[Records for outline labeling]
────────────────────

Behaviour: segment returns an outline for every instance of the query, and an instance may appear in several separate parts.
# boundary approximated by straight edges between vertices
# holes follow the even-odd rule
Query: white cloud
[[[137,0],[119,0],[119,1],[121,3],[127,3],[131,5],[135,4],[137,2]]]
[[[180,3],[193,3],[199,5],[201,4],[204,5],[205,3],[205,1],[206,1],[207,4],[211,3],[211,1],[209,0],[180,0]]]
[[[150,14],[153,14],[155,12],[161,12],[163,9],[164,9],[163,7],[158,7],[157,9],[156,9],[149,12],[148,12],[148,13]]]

────────────────────

What the task requires → Quote the material above line by line, reproducing every character without alteration.

Exercise response →
Behaviour: segment returns an outline for every instance of the query, and an instance may appear in several separate parts.
# boundary approximated by straight edges between vertices
# holes follow the even-odd rule
Query: white cloud
[[[137,0],[119,0],[119,1],[121,3],[127,3],[131,5],[135,4],[137,2]]]
[[[180,3],[193,3],[199,5],[201,4],[204,5],[205,3],[205,1],[206,1],[207,4],[211,3],[211,1],[209,0],[180,0]]]
[[[150,14],[153,14],[155,12],[161,12],[163,9],[164,9],[163,7],[158,7],[157,9],[156,9],[149,12],[148,12],[148,13]]]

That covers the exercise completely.